#### WHAT THE EXERCISE ASKS
The answer must consist of every line below containing "edge".

#### Dataset entries
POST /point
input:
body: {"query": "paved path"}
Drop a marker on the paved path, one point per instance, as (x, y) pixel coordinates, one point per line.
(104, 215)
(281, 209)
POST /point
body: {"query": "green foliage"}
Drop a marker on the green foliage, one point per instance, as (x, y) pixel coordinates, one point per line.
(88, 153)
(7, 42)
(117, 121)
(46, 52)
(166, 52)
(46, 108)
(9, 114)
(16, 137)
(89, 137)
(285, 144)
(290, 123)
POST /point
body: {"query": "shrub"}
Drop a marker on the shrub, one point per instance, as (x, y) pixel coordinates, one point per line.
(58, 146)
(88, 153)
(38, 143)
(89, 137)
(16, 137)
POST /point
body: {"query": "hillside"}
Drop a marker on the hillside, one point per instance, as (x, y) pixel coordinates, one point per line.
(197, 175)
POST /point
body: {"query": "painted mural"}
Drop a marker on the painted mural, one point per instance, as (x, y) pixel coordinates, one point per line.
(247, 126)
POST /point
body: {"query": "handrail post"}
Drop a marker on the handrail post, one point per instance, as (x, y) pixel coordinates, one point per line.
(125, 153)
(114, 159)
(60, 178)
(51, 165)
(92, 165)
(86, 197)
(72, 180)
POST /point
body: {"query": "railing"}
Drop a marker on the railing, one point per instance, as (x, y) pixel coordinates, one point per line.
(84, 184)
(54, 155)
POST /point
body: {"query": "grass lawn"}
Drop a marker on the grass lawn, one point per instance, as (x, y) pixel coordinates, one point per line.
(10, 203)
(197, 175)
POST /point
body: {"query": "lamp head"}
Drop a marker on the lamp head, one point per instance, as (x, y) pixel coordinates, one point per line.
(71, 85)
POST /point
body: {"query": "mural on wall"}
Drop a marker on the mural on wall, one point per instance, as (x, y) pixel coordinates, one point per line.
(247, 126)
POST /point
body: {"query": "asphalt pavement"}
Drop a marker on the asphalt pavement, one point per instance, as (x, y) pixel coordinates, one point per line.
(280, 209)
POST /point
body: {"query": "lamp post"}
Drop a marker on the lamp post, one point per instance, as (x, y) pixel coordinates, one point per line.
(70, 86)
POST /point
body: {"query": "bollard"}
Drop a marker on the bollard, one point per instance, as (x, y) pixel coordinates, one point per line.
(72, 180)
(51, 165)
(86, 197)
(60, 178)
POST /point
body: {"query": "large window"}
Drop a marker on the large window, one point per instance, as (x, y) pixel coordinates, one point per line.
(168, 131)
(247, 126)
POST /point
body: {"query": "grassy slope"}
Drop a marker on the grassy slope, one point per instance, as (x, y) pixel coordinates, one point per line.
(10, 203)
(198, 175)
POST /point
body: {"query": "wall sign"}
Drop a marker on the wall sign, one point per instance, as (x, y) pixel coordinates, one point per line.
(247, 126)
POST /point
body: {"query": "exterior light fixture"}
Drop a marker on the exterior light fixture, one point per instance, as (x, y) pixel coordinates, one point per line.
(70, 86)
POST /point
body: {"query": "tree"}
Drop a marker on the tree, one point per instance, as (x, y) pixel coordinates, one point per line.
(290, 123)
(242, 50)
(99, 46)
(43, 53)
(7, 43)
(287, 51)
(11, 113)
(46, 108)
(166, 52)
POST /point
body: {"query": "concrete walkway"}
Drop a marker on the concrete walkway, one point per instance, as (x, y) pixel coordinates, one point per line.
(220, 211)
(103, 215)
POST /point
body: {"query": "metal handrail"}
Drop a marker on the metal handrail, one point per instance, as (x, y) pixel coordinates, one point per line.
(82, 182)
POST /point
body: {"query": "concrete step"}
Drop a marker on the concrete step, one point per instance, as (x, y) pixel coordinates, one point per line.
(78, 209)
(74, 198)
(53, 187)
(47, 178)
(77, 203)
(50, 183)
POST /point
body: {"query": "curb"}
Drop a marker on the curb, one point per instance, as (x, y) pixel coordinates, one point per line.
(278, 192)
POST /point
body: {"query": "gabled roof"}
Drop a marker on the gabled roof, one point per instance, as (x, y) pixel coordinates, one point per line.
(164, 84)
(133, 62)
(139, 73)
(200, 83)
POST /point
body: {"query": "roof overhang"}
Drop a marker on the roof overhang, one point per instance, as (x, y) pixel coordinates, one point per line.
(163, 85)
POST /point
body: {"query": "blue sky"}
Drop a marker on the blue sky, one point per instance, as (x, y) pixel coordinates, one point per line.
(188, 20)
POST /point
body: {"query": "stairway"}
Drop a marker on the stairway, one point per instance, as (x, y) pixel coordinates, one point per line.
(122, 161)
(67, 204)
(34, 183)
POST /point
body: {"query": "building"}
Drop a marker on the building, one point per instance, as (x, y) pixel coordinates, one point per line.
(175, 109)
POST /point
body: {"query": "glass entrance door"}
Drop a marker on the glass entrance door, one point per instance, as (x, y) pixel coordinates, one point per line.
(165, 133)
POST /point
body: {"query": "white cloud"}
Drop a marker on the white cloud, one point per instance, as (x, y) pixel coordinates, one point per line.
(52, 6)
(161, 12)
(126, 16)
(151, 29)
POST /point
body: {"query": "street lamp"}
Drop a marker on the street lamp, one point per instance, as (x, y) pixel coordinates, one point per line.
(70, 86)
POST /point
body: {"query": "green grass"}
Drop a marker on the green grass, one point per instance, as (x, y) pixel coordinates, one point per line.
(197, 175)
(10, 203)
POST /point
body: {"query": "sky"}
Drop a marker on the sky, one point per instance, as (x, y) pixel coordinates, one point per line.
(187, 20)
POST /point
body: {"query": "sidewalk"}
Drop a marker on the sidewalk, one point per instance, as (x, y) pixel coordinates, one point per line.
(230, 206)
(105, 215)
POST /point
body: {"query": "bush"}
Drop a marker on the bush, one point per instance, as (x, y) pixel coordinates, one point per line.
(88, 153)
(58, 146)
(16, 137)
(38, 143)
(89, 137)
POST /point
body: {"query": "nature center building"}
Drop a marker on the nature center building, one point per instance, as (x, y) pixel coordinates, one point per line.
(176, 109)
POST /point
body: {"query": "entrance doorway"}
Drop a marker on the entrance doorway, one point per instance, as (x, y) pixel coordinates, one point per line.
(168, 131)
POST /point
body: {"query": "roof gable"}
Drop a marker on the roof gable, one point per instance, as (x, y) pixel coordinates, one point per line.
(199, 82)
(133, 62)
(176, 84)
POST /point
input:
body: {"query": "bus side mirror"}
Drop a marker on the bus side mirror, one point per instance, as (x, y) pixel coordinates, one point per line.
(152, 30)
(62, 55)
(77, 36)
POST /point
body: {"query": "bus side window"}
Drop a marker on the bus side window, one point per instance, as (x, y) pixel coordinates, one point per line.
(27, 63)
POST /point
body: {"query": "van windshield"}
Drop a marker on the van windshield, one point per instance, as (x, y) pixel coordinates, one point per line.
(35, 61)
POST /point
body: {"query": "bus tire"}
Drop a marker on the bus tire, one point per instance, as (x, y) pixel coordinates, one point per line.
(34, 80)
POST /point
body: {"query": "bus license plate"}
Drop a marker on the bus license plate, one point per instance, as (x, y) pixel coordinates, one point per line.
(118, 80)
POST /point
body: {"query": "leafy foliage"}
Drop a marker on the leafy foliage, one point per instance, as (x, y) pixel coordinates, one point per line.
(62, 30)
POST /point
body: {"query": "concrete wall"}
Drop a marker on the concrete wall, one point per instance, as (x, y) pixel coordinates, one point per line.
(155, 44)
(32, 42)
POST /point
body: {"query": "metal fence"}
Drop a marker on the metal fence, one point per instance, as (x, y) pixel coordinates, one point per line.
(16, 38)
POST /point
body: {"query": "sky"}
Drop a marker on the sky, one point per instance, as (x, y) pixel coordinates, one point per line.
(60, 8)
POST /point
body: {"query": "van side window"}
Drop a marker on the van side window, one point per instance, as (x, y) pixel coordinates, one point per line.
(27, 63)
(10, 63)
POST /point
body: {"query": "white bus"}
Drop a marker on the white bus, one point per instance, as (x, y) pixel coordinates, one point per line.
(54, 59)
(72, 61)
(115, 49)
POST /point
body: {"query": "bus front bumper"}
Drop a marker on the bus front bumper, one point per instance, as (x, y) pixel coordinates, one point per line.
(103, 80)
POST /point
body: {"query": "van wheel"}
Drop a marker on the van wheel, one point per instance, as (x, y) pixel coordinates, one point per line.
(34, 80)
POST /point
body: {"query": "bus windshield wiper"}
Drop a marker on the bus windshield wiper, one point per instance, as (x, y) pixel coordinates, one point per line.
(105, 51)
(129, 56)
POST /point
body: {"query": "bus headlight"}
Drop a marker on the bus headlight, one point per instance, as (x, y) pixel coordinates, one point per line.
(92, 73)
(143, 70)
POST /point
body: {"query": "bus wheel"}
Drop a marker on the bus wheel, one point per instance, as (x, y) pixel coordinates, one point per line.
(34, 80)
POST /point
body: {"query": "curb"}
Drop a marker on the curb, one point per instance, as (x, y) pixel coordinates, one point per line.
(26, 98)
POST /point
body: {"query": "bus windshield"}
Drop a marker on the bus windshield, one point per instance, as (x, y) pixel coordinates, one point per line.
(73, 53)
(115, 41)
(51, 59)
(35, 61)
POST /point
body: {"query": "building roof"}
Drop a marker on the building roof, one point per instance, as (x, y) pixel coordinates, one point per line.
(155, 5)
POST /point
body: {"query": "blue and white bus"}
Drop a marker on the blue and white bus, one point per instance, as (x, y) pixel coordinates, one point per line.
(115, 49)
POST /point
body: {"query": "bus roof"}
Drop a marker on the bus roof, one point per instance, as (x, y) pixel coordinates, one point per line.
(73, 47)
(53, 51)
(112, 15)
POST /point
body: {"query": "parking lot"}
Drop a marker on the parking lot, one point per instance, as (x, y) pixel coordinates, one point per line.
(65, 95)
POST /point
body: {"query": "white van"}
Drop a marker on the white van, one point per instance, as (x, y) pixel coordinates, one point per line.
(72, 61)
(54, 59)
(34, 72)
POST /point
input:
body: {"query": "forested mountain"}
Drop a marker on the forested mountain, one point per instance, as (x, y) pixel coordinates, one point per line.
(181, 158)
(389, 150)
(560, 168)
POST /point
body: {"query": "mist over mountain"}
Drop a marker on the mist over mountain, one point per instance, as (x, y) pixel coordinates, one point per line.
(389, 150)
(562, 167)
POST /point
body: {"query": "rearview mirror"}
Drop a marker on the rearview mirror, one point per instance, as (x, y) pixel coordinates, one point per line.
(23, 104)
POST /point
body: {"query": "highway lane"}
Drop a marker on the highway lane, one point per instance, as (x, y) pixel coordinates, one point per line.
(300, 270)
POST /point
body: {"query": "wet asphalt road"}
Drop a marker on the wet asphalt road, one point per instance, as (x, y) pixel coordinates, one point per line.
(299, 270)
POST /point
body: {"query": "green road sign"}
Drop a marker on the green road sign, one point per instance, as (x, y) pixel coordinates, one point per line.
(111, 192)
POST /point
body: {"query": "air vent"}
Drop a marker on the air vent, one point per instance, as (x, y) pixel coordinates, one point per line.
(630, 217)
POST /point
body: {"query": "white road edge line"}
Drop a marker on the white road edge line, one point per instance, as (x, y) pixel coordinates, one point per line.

#### COMPLETED EXERCISE
body: {"query": "white road edge line"}
Drop a marker on the white road edge line, one point per instance, as (x, y) pixel coordinates, one point per line.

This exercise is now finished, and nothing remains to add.